Stated task a.
According to the passage on New Zealand's sanctions regime, why could the regime be strengthened by considering additional designations? Answer in one to three sentences.

Excerpt to read.
+-------+
The New Zealand sanctions regime, operating through some automatic adoption of, and some domestic designations that follow, United Nations Security Council (UNSC) sanctions, was said to have made active and appropriate use of these domestic designations. However, it could be further strengthened by considering additional designations (given the greater difficulty of pursuing undesignated entities for TF) or increasing guidance and outreach (as there was significant variation in levels of knowledge and understanding of those obligations, as well as some inconsistency in which entities receive notifications of updates).

In the absence of a clear legal mandate to do so, the AML/CFT supervisors did not directly supervise sanctions implementation, and reporting entities held differing views as to which agency they should contact about sanctions issues.

In respect of proliferation financing, New Zealand did not have a consolidated list of sanctioned persons or entities, nor was there a process in place to notify reporting entities of changes to those sanctions. Counter-proliferation guidance and outreach to, and supervision of, reporting entities had been limited, although authorities had previously taken broader counter-proliferation measures.

Recommended actions for New Zealand to take in this respect include:

  • authorities continuing to work through appropriate mechanisms to respond to new and emerging TF risks, and to draw on the operational experiences of the Christchurch investigation;
  • authorities ensuring that prosecutors have the required tools to prosecute TF in all instances;
  • the Police continuing to develop understanding of financial intelligence relating to TF;
  • competent authorities working to ensure all reporting entities receive timely updates to counter-terrorism financing sanctions designations and counter-proliferation financing sanctions designations from an appropriate authority;
  • giving clear powers and mandate to an appropriate agency or agencies to supervise and enforce counter-terrorism financing sanctions obligations and counter-proliferation financing sanctions obligations;
  • continuing to build on the active use of UNSC sanctions designations and considering designating further terrorist entities in line with risks identified in the NRA;
  • addressing technical compliance shortcomings related to sanctions authorisations to mitigate the possibility of them being missed;
  • considering options to increase monitoring or supervision of charities identified under the NRA as having a moderate vulnerability to TF abuse;
  • completing planned work to assess proliferation financing risk, and using that to target enhanced outreach on sanctions obligations, the introduction of sanctions supervision, and to inform whole-of-government coordination on counter-proliferation financing sanctions;
  • ensuring outreach and guidance to reporting entities makes clear the respective roles of the different agencies with respect to counter-terrorism and counter-proliferation sanctions; and
  • considering developing proliferation financing investigation standard operating procedures.
+-------+
Object pointing dataset rows
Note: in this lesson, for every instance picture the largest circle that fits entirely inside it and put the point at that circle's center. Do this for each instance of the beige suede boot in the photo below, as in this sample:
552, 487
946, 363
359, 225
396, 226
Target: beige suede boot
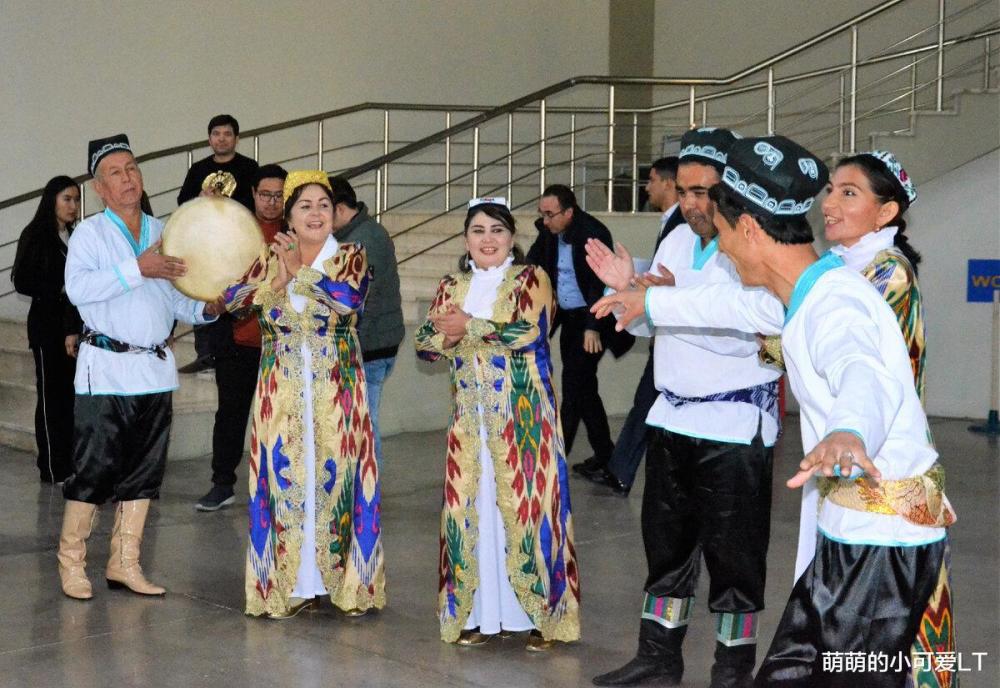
78, 518
123, 564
+-------+
Stated task b.
Write out every one of the rows above again, requests included, shifting each coordinate in the answers up by 10. Keep the coordinates in the requests as they are, and leave the pictures out.

Task result a.
Pursuing entities that have not been designated is more difficult in terrorist financing cases. Additional designations would therefore strengthen the regime.

Task result b.
Note: in this lesson, for every instance picture the largest circle that fits entirely inside it and put the point at that circle's center. Do this for each instance of the beige suede boot in the photo below, as in this sample:
552, 487
946, 363
359, 225
396, 226
Target: beige suede boot
88, 528
133, 574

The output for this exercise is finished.